Three Times Manufacturers Got It Right with a Butler Building

Before COVID-19 hit the pause button on the U.S. economy, manufacturing was projected to grow nearly 4% in 2019, according to the Manufacturers Alliance for Productivity and Innovation Foundation. As the economy comes back, manufacturing is expected to regain its footing, and the industry will likely see additional growth as organizations seek to reshore manufacturing operations and minimize supply chain gaps and disruptions. Here are three manufacturers who got it right with a Butler® Building.

Door Manufacturer Opens Doors for Growth

Hörmann is the largest manufacturer of doors, door openers, and loading dock equipment outside the United States, and it is known worldwide as a leader in door technology. Hörmann is synonymous with brand-quality products covering a wide range of doors for residential and commercial applications. While planning the construction of the new manufacturing facility, the manufacturer identified an opportunity to improve the efficiency of its production line, transitioning to straight-line production.

The company needed a new state-of-the-art facility to accommodate growth, after doubling its production output over the previous three years. The new facility needed to provide office space, allow for expansion, and have a style that reflected the aesthetic standards of the Hörmann name.
■ ■ ■ ■ ■ ■ ■
▶ **Activity**
Continue the article on manufacturers using Butler buildings, starting after its final sentence.

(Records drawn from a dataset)
■ ■ ■ ■ ■ ■ ■
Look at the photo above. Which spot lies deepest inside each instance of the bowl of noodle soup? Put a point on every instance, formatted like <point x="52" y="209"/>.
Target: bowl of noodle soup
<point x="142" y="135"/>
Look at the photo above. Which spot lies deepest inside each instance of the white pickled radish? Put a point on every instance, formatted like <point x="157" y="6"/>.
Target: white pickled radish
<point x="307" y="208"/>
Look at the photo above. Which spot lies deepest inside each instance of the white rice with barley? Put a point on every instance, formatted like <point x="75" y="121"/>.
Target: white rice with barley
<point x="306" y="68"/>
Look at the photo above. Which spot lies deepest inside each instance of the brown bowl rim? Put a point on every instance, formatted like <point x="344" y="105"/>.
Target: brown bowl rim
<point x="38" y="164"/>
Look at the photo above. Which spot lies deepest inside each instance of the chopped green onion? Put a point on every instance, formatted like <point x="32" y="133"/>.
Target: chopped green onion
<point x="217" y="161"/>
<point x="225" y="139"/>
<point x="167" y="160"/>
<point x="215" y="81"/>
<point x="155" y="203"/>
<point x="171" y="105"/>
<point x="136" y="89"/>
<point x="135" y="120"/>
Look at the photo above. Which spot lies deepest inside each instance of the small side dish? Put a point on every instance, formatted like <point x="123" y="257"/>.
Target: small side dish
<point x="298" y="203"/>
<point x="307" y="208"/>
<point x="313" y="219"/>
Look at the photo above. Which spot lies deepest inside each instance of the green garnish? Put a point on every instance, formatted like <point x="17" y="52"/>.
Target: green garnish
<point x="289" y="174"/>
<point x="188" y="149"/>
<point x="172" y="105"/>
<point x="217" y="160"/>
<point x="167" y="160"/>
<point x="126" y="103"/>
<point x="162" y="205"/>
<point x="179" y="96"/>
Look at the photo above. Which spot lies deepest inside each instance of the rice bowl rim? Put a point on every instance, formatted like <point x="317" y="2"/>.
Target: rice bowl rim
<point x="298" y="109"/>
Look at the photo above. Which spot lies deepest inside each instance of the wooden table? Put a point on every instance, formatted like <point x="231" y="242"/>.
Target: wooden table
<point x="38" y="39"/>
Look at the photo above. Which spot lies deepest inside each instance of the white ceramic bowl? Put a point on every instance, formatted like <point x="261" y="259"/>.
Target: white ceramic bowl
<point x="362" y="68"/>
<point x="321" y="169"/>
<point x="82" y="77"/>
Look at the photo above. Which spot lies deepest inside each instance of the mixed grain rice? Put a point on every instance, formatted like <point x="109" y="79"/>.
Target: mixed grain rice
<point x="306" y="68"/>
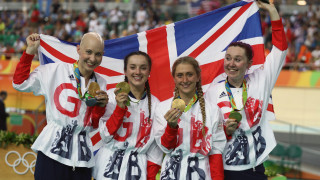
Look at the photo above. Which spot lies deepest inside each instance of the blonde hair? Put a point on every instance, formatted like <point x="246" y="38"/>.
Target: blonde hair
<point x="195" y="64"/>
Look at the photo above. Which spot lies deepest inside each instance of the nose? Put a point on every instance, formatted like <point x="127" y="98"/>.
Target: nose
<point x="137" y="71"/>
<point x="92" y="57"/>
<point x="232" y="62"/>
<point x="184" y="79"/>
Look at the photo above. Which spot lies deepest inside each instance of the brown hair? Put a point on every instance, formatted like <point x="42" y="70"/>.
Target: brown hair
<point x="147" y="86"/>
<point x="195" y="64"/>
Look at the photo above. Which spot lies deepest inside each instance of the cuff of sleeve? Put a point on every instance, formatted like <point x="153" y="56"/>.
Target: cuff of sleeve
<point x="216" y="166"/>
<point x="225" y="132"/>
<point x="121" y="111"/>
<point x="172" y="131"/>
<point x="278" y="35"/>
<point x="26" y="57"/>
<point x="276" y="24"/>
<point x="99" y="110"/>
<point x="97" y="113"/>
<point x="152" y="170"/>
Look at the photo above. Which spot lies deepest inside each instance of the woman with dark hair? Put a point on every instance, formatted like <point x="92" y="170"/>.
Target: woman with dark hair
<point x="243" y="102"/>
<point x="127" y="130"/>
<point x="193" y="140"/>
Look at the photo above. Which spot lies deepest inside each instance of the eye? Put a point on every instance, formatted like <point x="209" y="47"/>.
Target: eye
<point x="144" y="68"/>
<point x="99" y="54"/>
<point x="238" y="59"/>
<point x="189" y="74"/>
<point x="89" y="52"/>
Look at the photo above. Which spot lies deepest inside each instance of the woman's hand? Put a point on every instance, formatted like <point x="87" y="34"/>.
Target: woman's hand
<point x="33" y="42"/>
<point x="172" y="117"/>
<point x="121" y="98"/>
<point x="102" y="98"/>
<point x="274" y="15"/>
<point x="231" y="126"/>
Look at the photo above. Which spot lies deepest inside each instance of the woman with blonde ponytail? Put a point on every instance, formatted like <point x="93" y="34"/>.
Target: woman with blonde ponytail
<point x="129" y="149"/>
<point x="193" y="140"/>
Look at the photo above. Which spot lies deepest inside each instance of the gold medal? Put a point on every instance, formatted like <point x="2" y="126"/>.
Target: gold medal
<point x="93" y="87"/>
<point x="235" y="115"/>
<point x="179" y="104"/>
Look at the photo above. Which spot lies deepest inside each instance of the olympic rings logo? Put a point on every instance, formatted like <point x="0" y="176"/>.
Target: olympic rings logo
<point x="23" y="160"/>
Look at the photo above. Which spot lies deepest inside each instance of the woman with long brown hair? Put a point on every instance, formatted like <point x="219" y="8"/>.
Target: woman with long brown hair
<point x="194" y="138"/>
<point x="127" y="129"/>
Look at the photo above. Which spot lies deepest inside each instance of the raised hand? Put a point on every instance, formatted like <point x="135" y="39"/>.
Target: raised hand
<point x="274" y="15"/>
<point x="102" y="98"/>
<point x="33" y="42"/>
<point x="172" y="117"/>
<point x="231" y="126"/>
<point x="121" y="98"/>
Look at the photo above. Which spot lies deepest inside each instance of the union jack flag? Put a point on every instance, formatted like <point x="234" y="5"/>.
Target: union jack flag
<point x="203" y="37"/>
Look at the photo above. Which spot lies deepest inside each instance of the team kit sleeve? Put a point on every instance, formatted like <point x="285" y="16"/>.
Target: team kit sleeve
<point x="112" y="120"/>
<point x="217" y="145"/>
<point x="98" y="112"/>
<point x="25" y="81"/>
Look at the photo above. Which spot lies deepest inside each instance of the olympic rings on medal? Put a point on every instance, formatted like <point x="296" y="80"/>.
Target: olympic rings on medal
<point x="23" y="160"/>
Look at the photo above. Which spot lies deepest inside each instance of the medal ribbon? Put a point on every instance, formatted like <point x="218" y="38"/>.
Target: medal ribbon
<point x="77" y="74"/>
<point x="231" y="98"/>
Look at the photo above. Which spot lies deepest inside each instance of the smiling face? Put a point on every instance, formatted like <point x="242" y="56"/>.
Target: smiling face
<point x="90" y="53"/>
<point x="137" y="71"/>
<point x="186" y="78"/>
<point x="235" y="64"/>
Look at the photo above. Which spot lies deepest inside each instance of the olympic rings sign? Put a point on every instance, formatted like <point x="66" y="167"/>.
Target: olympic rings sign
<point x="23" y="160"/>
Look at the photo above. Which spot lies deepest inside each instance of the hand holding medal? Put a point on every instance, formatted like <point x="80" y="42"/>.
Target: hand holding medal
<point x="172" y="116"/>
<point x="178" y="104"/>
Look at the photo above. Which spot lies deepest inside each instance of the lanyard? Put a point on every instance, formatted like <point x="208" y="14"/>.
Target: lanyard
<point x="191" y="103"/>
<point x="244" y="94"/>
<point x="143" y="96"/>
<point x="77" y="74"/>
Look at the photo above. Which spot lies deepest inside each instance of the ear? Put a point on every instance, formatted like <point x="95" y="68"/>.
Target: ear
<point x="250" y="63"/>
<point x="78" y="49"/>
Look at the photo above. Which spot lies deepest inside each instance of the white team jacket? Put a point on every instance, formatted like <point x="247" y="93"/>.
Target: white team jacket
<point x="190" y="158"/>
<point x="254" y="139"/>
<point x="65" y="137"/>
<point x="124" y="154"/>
■ ■ ■ ■ ■ ■ ■
▶ **Answer section**
Future expansion drives builder selection

Dynamic Building Corporation in Warrendale, Pennsylvania, recommended a Butler building system for Hörmann. Given the expansion flexibility of Butler buildings and the loads its structural systems can handle, Hörmann agreed with the recommendation. “Dynamic Building presented a plan for a great building that would meet our needs,” said Dr. Mark Haley, president, Hörmann. “With Butler, we were able to look to the future and construct a building that could take future investments into consideration.”

To meet Hörmann’s corporate requirements, the design included extra insulation for the roof and wall panels beyond the local building codes and a diligent separation of scrap waste at the build site to achieve LEED® certification. To meet brand standards, Butler provided Thermawall fineline wall system building panels in a special Hörmann blue, pairing them with Hörmann offices, which were decorated in orange. “It really stood out that Butler was able to get a special color panel for us,” Haley said. “Hörmann blue is a very distinctive blue color, and we appreciate the effort Butler made to help us represent our brand.”

Builder relationships drive efficiency

Communication was a key factor in streamlining the building process. The Builder kept in close contact with Butler Manufacturing to ensure delivery times were met as the build progressed over 12 months. “The benefits driven by the relationship between Dynamic Building and Butler helped accelerate everything from the planning phase to the build, and we appreciated knowing Butler’s expertise was a phone call away,” Haley said.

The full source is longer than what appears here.